▸ What is asked
Starting with the first line of the entries and going on through the line with "[[724, 287]]", write out every line again, requests included, but shift each point coordinate in the answers by -62. Leave the pictures out.

** START **

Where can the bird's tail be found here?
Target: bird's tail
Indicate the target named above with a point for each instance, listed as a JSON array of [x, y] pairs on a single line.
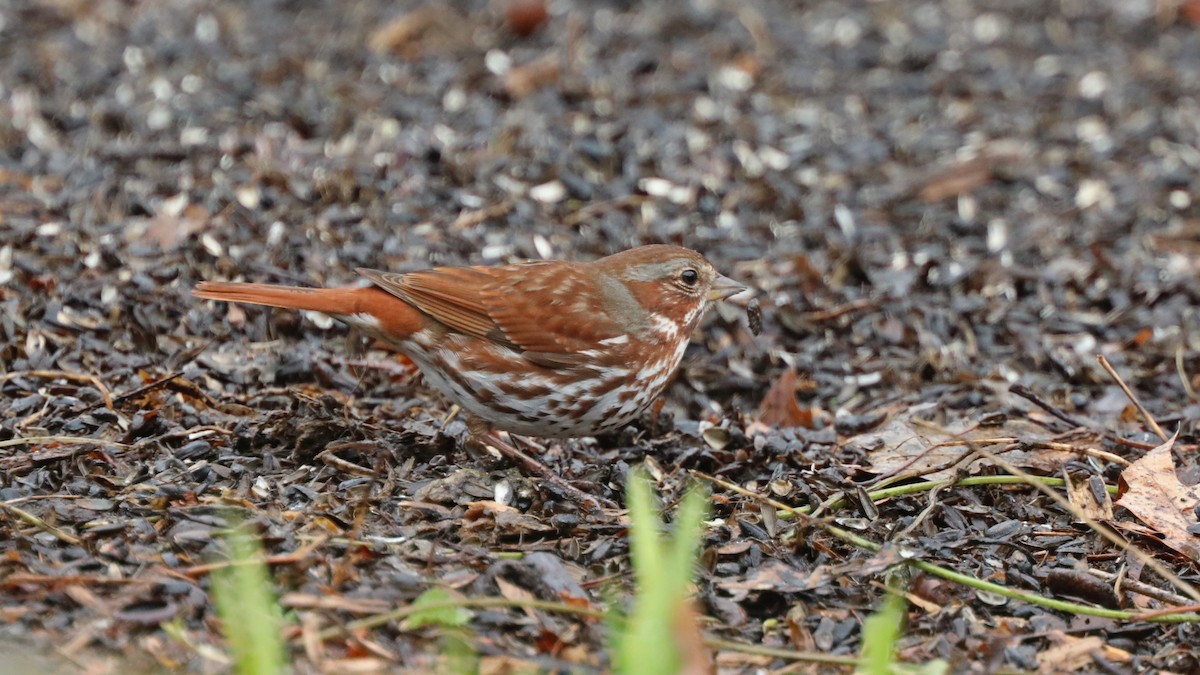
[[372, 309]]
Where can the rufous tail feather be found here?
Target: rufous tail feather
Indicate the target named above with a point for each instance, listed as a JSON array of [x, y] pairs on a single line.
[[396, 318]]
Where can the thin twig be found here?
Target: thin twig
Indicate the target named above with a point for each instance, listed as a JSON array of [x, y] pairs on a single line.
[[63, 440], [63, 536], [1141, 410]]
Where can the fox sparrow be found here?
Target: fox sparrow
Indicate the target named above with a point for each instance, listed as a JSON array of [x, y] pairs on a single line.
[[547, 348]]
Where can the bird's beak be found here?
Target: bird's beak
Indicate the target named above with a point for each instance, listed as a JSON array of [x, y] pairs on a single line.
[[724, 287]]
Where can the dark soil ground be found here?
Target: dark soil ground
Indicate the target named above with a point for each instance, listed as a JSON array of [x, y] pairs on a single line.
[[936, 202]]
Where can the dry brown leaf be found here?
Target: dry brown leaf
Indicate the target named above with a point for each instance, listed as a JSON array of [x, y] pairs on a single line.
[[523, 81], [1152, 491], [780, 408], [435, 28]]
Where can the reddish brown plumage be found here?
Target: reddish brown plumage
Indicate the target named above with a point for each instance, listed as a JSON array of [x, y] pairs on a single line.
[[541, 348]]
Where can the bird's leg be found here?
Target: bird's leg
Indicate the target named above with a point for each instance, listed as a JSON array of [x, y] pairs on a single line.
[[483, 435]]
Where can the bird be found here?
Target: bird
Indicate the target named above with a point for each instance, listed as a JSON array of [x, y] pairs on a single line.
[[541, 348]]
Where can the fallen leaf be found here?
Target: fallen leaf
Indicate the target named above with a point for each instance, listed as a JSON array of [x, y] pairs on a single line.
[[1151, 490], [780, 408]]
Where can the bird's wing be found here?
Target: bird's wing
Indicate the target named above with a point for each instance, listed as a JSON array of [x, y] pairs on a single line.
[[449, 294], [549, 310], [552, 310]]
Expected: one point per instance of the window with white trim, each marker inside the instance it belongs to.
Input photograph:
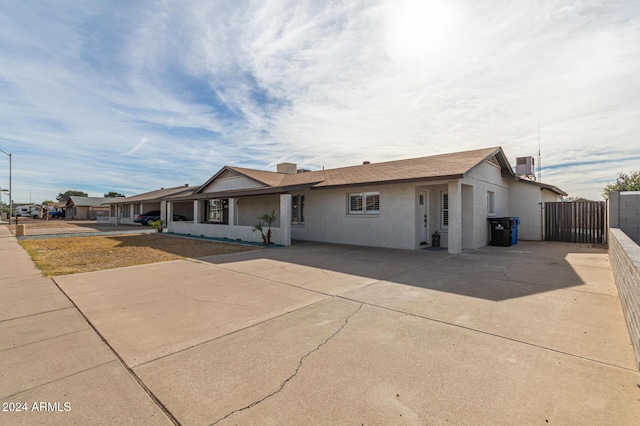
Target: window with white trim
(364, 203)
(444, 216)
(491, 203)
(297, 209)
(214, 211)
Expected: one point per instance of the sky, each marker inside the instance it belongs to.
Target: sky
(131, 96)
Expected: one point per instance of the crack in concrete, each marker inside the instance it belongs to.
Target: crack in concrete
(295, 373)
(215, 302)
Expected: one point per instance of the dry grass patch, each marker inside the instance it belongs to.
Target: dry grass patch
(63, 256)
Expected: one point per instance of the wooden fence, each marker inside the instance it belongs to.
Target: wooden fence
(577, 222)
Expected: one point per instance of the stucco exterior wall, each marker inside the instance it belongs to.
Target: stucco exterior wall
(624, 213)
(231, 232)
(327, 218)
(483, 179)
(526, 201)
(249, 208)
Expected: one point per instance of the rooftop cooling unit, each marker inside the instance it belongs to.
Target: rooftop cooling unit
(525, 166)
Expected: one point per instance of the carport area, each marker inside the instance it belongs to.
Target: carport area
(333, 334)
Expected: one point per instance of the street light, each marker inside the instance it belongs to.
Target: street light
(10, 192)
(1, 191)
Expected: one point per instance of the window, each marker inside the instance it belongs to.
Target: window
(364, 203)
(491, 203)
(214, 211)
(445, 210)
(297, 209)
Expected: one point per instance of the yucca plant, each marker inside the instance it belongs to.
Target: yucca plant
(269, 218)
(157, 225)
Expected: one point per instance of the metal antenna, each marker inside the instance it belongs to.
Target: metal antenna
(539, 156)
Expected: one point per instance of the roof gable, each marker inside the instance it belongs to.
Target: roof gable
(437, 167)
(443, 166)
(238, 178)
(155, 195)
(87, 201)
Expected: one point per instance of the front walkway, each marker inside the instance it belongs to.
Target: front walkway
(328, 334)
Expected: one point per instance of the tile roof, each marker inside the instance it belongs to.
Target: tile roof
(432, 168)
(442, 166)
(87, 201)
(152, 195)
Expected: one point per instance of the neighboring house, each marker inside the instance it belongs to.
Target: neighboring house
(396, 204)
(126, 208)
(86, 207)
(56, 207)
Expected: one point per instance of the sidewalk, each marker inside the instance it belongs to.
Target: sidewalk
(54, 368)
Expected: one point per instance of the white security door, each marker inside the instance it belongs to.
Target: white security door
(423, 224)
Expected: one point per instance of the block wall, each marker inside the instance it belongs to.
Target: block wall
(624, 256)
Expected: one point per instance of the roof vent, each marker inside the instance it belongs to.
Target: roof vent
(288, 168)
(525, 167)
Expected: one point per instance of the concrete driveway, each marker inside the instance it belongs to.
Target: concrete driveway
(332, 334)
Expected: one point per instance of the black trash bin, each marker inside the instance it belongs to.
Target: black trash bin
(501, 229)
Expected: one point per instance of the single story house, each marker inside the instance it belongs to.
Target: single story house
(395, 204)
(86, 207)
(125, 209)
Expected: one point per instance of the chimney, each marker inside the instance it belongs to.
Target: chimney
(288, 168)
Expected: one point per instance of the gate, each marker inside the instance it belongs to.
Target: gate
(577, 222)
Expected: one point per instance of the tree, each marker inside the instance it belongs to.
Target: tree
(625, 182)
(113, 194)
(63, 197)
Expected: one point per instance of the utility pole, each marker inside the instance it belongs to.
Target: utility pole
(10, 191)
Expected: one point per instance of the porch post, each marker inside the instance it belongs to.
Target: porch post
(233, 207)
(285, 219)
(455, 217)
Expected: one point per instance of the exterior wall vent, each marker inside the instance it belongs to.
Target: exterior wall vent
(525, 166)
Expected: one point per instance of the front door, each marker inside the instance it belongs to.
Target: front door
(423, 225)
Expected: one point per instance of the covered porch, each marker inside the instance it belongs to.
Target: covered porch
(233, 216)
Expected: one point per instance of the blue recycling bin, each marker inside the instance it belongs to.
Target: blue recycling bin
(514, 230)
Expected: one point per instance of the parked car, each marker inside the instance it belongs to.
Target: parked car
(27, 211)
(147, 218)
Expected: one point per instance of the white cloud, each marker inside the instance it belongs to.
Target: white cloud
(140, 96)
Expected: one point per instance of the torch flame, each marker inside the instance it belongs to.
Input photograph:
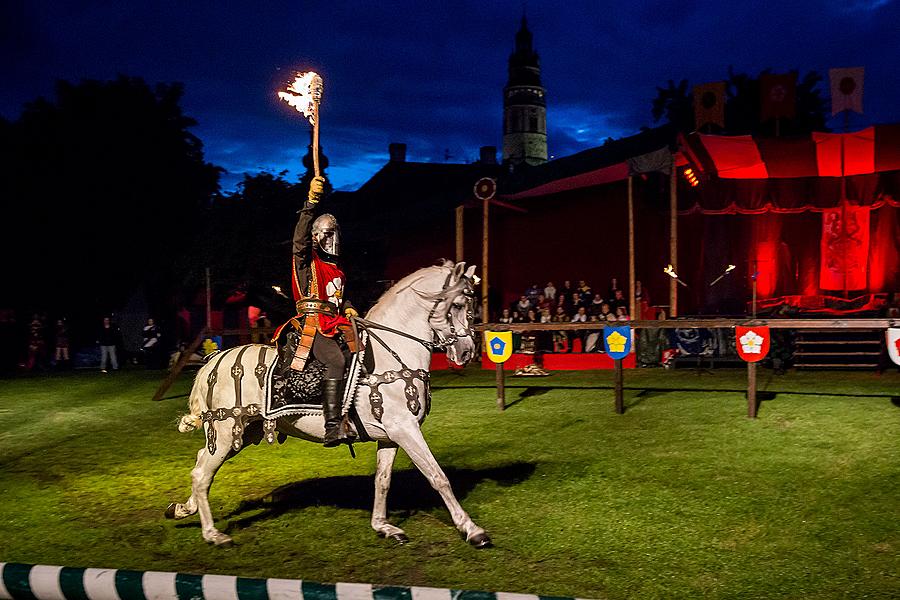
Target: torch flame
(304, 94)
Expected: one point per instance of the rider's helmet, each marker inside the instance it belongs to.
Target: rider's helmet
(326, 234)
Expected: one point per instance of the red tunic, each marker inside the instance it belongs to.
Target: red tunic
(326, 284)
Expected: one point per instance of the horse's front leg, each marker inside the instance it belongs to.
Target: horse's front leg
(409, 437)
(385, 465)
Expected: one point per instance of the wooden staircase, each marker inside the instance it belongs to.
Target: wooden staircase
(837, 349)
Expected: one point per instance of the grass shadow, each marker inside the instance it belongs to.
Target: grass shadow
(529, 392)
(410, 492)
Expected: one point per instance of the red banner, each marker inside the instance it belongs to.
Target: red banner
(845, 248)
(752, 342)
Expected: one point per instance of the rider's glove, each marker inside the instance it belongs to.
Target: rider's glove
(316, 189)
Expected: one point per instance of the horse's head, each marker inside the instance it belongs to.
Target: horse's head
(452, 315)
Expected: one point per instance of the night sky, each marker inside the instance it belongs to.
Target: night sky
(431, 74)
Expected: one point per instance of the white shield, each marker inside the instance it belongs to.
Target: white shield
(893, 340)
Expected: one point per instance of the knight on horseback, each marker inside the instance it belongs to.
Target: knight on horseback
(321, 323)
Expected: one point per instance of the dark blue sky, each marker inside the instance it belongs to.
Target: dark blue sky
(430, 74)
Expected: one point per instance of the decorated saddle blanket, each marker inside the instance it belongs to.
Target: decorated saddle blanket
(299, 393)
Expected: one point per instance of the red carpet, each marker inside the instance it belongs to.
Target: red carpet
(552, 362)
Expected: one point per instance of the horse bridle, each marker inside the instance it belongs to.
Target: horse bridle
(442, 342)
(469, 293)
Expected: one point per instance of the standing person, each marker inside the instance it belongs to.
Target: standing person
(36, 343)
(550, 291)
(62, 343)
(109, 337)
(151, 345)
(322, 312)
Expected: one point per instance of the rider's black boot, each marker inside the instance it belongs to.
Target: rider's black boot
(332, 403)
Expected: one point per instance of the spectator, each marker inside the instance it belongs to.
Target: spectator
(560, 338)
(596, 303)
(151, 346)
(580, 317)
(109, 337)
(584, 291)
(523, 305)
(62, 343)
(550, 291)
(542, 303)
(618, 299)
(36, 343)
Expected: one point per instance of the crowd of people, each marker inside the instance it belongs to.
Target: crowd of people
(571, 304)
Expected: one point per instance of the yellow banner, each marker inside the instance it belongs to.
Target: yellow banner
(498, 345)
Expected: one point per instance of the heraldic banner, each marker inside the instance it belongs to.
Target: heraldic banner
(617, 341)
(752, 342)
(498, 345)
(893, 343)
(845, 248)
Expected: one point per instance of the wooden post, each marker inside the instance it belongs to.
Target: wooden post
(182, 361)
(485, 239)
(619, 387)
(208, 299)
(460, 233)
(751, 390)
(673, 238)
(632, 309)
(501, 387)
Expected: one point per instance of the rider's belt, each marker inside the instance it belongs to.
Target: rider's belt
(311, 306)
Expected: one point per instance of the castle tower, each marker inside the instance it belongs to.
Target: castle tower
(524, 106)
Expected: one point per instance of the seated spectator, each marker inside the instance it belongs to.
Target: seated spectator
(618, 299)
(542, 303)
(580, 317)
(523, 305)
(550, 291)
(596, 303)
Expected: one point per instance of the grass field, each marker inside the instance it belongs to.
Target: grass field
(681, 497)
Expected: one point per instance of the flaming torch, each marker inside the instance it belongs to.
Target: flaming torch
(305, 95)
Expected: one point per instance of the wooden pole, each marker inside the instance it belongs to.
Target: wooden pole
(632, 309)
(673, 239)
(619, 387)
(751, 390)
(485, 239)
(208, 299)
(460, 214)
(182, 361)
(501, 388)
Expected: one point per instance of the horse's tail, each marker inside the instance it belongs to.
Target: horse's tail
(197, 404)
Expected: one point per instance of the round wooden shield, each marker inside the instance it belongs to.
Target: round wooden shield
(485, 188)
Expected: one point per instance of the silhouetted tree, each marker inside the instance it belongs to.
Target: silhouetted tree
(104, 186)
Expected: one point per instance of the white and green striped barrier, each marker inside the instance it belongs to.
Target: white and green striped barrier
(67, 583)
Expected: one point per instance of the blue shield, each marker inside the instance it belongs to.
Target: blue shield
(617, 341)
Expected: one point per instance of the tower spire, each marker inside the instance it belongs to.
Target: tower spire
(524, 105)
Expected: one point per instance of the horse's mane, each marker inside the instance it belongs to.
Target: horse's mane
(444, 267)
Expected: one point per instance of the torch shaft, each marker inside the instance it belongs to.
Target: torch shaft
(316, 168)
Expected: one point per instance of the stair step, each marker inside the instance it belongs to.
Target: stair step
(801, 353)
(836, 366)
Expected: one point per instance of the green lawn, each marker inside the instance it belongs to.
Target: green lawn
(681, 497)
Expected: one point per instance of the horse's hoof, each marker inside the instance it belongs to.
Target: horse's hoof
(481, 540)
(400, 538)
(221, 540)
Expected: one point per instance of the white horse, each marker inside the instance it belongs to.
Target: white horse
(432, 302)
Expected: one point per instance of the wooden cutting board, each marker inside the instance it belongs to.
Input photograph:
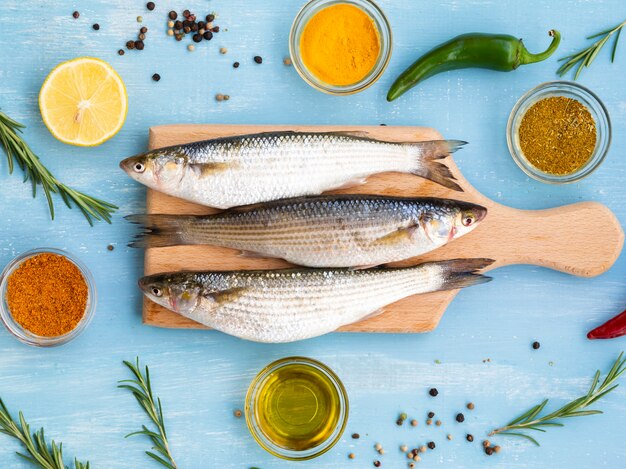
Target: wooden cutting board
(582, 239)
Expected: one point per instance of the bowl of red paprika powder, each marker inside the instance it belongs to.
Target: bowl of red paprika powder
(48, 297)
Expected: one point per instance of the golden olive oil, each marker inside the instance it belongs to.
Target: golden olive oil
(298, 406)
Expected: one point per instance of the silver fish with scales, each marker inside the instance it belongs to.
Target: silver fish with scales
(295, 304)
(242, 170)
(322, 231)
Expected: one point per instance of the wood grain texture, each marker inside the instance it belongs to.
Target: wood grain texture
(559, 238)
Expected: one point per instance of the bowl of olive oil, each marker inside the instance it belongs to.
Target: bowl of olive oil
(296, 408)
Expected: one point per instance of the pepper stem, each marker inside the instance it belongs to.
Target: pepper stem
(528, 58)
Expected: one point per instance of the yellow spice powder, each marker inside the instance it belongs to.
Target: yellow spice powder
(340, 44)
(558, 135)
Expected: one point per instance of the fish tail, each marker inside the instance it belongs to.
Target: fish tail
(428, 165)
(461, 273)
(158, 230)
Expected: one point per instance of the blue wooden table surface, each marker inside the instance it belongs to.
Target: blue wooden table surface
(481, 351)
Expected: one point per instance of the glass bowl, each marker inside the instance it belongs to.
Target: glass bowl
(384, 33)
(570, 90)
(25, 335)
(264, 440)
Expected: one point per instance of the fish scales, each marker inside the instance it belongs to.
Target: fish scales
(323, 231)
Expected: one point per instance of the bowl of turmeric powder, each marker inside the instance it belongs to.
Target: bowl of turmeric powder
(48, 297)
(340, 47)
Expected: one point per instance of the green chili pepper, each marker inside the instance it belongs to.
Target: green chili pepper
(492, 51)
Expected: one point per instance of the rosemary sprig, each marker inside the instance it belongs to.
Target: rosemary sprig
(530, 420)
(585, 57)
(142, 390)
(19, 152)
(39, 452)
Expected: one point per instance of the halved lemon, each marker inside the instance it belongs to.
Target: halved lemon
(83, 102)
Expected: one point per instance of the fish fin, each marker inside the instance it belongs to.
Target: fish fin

** END **

▸ Correct result
Where can the bird's tail be found here?
Target: bird's tail
Indicate the target named above with a point for each instance, listed as a JSON array of [x, y] pairs on a single line.
[[310, 247]]
Where can the rufous tail feather be found here?
Target: rufous tail feather
Indicate the target named above with a point for each instance, listed as a JSON array of [x, y] pairs on a single line.
[[334, 256]]
Where can the thin twig be found here?
Target: thin twig
Indicate the target named above with a point for each instance, listed as a JSON array of [x, y] pairs on a single line.
[[1, 378], [1, 474], [1079, 348]]
Where can the fox sparrow be found here?
Target: fox sparrow
Indicate the target named above with a point for each instance, listed as a JSON array of [x, y] pairs on a single line.
[[485, 286]]
Where can the bird's beak be found here?
Target: bird's beak
Indicate the target named above with a point for each instance, listed as a JSON array of [x, y] pairs on a single line.
[[662, 225]]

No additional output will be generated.